Recorded data

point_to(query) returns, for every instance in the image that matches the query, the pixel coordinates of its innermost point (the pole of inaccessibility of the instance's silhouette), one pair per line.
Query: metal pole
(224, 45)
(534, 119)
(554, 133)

→ Work item
A word-for-word copy of the data is the expected answer.

→ The answer
point_to(query) returns, for every instance in the image that matches the query, the pixel coordinates of its innermost point (the pole of inaccessibility of the instance's silhouette), one pair per line.
Query: metal pole
(224, 45)
(534, 119)
(554, 133)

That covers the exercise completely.